### TASK INPUTS ###

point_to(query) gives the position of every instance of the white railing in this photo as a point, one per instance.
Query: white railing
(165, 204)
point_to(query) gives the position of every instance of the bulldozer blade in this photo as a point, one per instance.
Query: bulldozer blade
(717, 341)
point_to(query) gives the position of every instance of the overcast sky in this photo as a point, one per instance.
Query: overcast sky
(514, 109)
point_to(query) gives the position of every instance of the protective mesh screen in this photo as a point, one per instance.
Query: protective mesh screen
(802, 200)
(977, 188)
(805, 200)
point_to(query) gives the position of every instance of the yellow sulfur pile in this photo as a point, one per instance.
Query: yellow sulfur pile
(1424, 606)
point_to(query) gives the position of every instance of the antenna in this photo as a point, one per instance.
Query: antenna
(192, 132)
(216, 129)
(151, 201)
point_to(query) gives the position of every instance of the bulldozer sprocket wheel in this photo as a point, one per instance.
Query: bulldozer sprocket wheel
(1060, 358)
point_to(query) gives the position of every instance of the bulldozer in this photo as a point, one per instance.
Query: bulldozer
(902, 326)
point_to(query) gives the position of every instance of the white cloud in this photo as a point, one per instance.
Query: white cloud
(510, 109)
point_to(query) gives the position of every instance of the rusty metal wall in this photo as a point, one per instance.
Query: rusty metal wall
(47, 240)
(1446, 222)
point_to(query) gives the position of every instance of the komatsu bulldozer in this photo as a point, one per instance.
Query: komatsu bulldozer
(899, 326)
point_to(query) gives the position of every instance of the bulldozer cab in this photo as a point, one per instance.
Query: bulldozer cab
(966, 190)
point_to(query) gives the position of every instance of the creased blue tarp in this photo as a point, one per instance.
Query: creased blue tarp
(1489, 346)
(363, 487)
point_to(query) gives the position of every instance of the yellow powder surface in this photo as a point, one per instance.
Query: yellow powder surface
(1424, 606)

###

PROBLEM TO SOLVE>
Each line above must be reproduced exactly.

SOLUTION>
point_to(query) gives the position of every instance of the white railing in this photo as a point, one per instance.
Query: white railing
(165, 204)
point_to(query) gives the position of every instance of the bulldozer blade in this photo as a point, one per instance.
Query: bulldozer blade
(717, 341)
point_to(query) gives the position of every instance of the overcast sky in this photo as a point, one per instance.
Query: overcast sky
(514, 109)
point_to(query) gives the position of every instance of the protective mesh screen in this photo as a point, one per instance.
Query: protective mesh screen
(802, 200)
(977, 188)
(805, 200)
point_to(query) gives the position of every instance of the yellow sulfur pile in this photo as a point, one per instance.
Query: yellow sulfur pile
(1424, 606)
point_to(query) gives the position of every instance of the antenna in this photo as a point, one per instance.
Query: antenna
(192, 132)
(216, 129)
(151, 201)
point_to(query) gives the position of every instance of the bulldozer sprocket wheel in this photo as a point, one per instance.
Query: bulldozer sprocket wheel
(1060, 358)
point_to(query) gives the position of every instance of the bulldozer in this photo as a point, one per instance.
Query: bulldozer
(902, 326)
point_to(query) gives the position of every instance of the white cloud in this photo as a point, one per instance.
Query: white cloud
(510, 109)
point_to(query) gives the position of every instance of the rusty metal wall in this photo as a point, one per instance.
Query: rusty metal wall
(47, 240)
(1446, 222)
point_to(query) gives the position of every instance of the komatsu bulldozer in this photo as a point, one per instance.
Query: komatsu bulldozer
(899, 326)
point_to(query) gives the position of every instance of the bulldozer cab in this photo as a point, one per instance.
Query: bulldozer cab
(966, 190)
point_to(query) gives the position of every instance of the creased blue tarp in this photo as a point, one per instance.
Query: creased blue tarp
(1489, 346)
(363, 487)
point_to(query) gives the position of every instance of the yellow powder surface in this photo as a point, one per instance.
Query: yellow powder surface
(1424, 606)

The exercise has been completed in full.